Short exercise 1: In the list of less frequently used arguments, what is the default value of valid_metrics?
Short exercise 2: Which arguments in the list of less frequently used arguments apply to the fusion MLP? List every one.
Short exercise 3: Carry on the list of less frequently used arguments from the point where it stops.

Selected extract:

····················

Less frequently used arguments:
- sel_vars: used to select which of the features in multivariate datasets are used. Default=None means all features are used. If necessary a list-like of indices can be used (eg.
[0,3,5]
). - sel_steps: used to select the steps used. Default=None means all steps are used. If necessary a list-like of indices can be used (eg.
slice(-50, None)
will select the last 50 steps from each time series). - s_cat_idxs: list of indices for static categorical variables
- s_cat_embeddings: list of num_embeddings for each static categorical variable
- s_cat_embedding_dims: list of embedding dimensions for each static categorical variable
- s_cont_idxs: list of indices for static continuous variables
- o_cat_idxs: list of indices for observed categorical variables
- o_cat_embeddings: list of num_embeddings for each observed categorical variable
- o_cat_embedding_dims: list of embedding dimensions for each observed categorical variable
- o_cont_idxs: list of indices for observed continuous variables
- patch_len: Number of time steps in each patch.
- patch_stride: Stride of the patch.
- fusion_layers: list of layer dimensions for the fusion MLP
- fusion_act: activation function for the fusion MLP
- fusion_dropout: dropout probability for the fusion MLP
- fusion_use_bn: boolean indicating whether to use batch normalization in the fusion MLP
- weights: indicates a sample weight per instance. Used to pass pass a probability to the train dataloader sampler. Samples with more weight will be selected more often during training.
- partial_n: select randomly partial quantity of data at each epoch. Used to reduce the training size (for example for testing purposes). int or float can be used.
- vocab: vocabulary used to transform the target. Only required when transformed is not perform by a dataloader’s tfm (external transforms).
- train_metrics: flag used to display metrics in the training set. Defaults to False.
- valid_metrics: flag used to display metrics in the validtion set. Defaults to True.
- inplace: indicates whether tfms are applied during instantiation or on-the-fly. Default=True, which means that tfms will be applied during instantiation. This results in a faster training, but it can only be used when data fits in memory. Otherwise set it to False.
- shuffle_train: indicates whether to shuffle the training set every time the dataloader is fully read/iterated or not. This doesn’t have an impact on the validation set which is never shuffled. Default=True.

····················

Data listing:
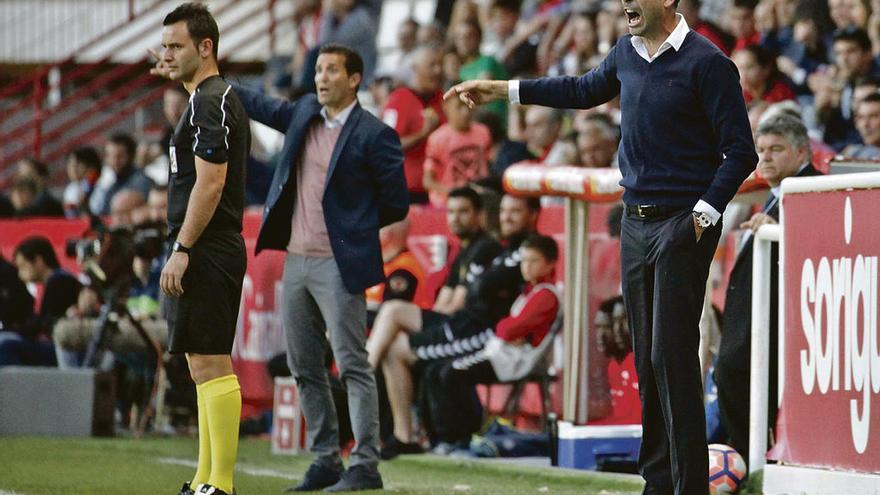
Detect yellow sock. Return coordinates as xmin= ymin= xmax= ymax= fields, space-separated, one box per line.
xmin=202 ymin=375 xmax=241 ymax=494
xmin=189 ymin=385 xmax=211 ymax=490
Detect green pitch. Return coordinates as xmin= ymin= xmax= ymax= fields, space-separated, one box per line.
xmin=0 ymin=437 xmax=642 ymax=495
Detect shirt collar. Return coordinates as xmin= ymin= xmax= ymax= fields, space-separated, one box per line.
xmin=321 ymin=99 xmax=357 ymax=129
xmin=630 ymin=14 xmax=691 ymax=62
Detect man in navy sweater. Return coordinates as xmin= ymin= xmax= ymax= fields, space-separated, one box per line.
xmin=445 ymin=0 xmax=758 ymax=495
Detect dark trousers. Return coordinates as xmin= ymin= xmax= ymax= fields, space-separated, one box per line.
xmin=621 ymin=208 xmax=721 ymax=495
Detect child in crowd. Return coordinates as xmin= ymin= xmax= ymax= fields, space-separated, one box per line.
xmin=424 ymin=92 xmax=492 ymax=206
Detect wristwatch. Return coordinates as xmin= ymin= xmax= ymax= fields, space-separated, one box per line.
xmin=694 ymin=211 xmax=712 ymax=229
xmin=171 ymin=241 xmax=189 ymax=256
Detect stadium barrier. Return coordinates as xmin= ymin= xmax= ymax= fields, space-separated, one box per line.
xmin=750 ymin=173 xmax=880 ymax=495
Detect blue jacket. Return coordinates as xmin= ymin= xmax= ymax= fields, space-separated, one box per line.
xmin=235 ymin=85 xmax=409 ymax=294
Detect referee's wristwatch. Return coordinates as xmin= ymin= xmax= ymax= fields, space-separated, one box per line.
xmin=171 ymin=241 xmax=190 ymax=256
xmin=694 ymin=211 xmax=712 ymax=229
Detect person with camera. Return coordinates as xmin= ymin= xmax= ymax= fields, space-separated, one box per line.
xmin=150 ymin=3 xmax=251 ymax=495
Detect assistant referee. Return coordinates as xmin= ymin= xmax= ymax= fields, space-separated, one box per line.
xmin=150 ymin=3 xmax=250 ymax=495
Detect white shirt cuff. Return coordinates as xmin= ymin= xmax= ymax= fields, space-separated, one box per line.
xmin=507 ymin=80 xmax=519 ymax=105
xmin=694 ymin=199 xmax=721 ymax=225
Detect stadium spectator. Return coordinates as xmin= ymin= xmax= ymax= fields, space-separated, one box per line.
xmin=547 ymin=11 xmax=602 ymax=76
xmin=449 ymin=19 xmax=507 ymax=122
xmin=376 ymin=17 xmax=419 ymax=82
xmin=368 ymin=195 xmax=541 ymax=462
xmin=423 ymin=90 xmax=492 ymax=206
xmin=110 ymin=189 xmax=147 ymax=227
xmin=0 ymin=236 xmax=80 ymax=366
xmin=843 ymin=92 xmax=880 ymax=160
xmin=727 ymin=0 xmax=761 ymax=52
xmin=0 ymin=254 xmax=34 ymax=366
xmin=422 ymin=234 xmax=561 ymax=454
xmin=678 ymin=0 xmax=735 ymax=56
xmin=777 ymin=8 xmax=829 ymax=94
xmin=808 ymin=27 xmax=880 ymax=151
xmin=63 ymin=146 xmax=101 ymax=218
xmin=480 ymin=0 xmax=538 ymax=75
xmin=318 ymin=0 xmax=378 ymax=84
xmin=366 ymin=219 xmax=434 ymax=316
xmin=713 ymin=114 xmax=819 ymax=462
xmin=381 ymin=46 xmax=446 ymax=204
xmin=89 ymin=133 xmax=154 ymax=216
xmin=731 ymin=45 xmax=795 ymax=105
xmin=577 ymin=119 xmax=618 ymax=168
xmin=13 ymin=158 xmax=64 ymax=218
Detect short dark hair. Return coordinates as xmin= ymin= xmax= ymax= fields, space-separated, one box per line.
xmin=520 ymin=234 xmax=559 ymax=261
xmin=13 ymin=235 xmax=61 ymax=269
xmin=318 ymin=43 xmax=364 ymax=82
xmin=162 ymin=2 xmax=220 ymax=60
xmin=107 ymin=132 xmax=137 ymax=162
xmin=447 ymin=186 xmax=483 ymax=211
xmin=70 ymin=146 xmax=101 ymax=170
xmin=832 ymin=26 xmax=871 ymax=52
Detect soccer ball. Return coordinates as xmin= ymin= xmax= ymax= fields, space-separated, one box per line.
xmin=709 ymin=443 xmax=746 ymax=495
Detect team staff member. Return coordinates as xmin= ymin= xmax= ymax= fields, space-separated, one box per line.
xmin=235 ymin=44 xmax=409 ymax=492
xmin=150 ymin=3 xmax=251 ymax=495
xmin=446 ymin=0 xmax=758 ymax=495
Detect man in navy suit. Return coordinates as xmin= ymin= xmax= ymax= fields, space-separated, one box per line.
xmin=235 ymin=45 xmax=409 ymax=492
xmin=445 ymin=0 xmax=758 ymax=495
xmin=713 ymin=112 xmax=820 ymax=463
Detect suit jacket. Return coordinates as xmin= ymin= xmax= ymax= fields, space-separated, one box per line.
xmin=235 ymin=85 xmax=409 ymax=294
xmin=716 ymin=164 xmax=821 ymax=379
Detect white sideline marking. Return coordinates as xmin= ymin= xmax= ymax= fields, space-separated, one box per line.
xmin=155 ymin=457 xmax=299 ymax=482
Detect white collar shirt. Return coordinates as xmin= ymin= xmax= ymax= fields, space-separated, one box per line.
xmin=630 ymin=14 xmax=691 ymax=63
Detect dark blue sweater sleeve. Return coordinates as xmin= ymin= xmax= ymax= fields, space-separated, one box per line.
xmin=519 ymin=42 xmax=626 ymax=108
xmin=367 ymin=124 xmax=409 ymax=227
xmin=232 ymin=84 xmax=296 ymax=132
xmin=699 ymin=52 xmax=758 ymax=212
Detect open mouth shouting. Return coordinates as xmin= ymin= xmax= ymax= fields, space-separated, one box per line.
xmin=623 ymin=9 xmax=642 ymax=28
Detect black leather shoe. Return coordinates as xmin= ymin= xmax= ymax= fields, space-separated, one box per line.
xmin=324 ymin=465 xmax=382 ymax=493
xmin=284 ymin=462 xmax=342 ymax=493
xmin=379 ymin=437 xmax=425 ymax=461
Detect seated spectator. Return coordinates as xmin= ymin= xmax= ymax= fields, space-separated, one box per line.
xmin=449 ymin=19 xmax=508 ymax=122
xmin=381 ymin=46 xmax=446 ymax=204
xmin=713 ymin=115 xmax=819 ymax=463
xmin=808 ymin=28 xmax=880 ymax=151
xmin=110 ymin=189 xmax=147 ymax=227
xmin=367 ymin=195 xmax=540 ymax=460
xmin=547 ymin=11 xmax=602 ymax=76
xmin=577 ymin=119 xmax=618 ymax=168
xmin=89 ymin=134 xmax=153 ymax=216
xmin=366 ymin=219 xmax=434 ymax=316
xmin=843 ymin=92 xmax=880 ymax=160
xmin=63 ymin=146 xmax=101 ymax=218
xmin=678 ymin=0 xmax=735 ymax=57
xmin=422 ymin=234 xmax=561 ymax=453
xmin=0 ymin=236 xmax=80 ymax=366
xmin=589 ymin=296 xmax=642 ymax=425
xmin=727 ymin=0 xmax=761 ymax=52
xmin=13 ymin=158 xmax=64 ymax=218
xmin=376 ymin=17 xmax=419 ymax=83
xmin=732 ymin=45 xmax=795 ymax=105
xmin=423 ymin=92 xmax=492 ymax=206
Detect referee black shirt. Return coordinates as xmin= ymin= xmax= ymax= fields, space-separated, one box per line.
xmin=168 ymin=76 xmax=251 ymax=239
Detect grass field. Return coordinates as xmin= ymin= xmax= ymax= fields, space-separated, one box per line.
xmin=0 ymin=437 xmax=642 ymax=495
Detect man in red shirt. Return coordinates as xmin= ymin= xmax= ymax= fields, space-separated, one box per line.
xmin=382 ymin=46 xmax=446 ymax=204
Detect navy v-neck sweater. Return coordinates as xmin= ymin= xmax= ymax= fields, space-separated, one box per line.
xmin=519 ymin=31 xmax=758 ymax=212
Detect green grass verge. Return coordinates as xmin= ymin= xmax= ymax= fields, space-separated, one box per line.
xmin=0 ymin=437 xmax=642 ymax=495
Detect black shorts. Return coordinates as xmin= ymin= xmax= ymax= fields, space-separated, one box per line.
xmin=168 ymin=233 xmax=247 ymax=354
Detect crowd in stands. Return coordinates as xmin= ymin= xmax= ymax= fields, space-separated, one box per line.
xmin=0 ymin=0 xmax=880 ymax=464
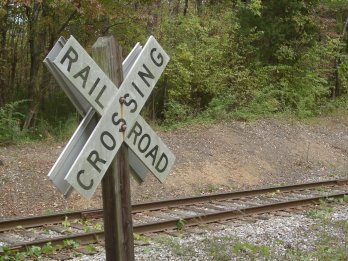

····················

Exercise answer 1: True

Exercise answer 2: fusion_layers, fusion_act, fusion_dropout, fusion_use_bn

Exercise answer 3:
- drop_last: if True the last incomplete training batch is dropped (thus ensuring training batches of equal size). This doesn’t have an impact on the validation set where samples are never dropped. Default=True.
- num_workers: num_workers (int): how many subprocesses to use for data loading. 0 means that the data will be loaded in the main process. Default=0.
- do_setup: ndicates if the Pipeline.setup method should be called during initialization. Default=True.
- device: Defaults to default_device() which is CUDA by default. You can specify device as `torch.device(‘cpu’).
- seed: Set to an int to ensure reprodubibility. Default=None.
- verbose: controls the verbosity when fitting and predicting.
- exclude_head: indicates whether the head of the pretrained model needs to be removed or not. Default=True.
- cut: indicates the position where the pretrained model head needs to be cut. Defaults=-1.
- init: allows you to set to None (no initialization applied), set to True (in which case nn.init.kaiming_normal_ will be applied) or pass an initialization. Default=None.
- splitter: To do transfer learning, you need to pass a splitter to Learner. This should be a function taking the model and returning a collection of parameter groups, e.g. a list of list of parameters. Default=trainable_params. If the model has a backbone and a head, it will then be split in those 2 groups.
- path and model_dir: are used to save and/or load models. Often path will be inferred from dls, but you can override it or pass a Path object to model_dir.
- wd_bn_bias: controls if weight decay is applied to BatchNorm layers and bias. Default=False. train_bn=True
- moms: the default momentums used in Learner.fit_one_cycle. Default=(0.95, 0.85, 0.95).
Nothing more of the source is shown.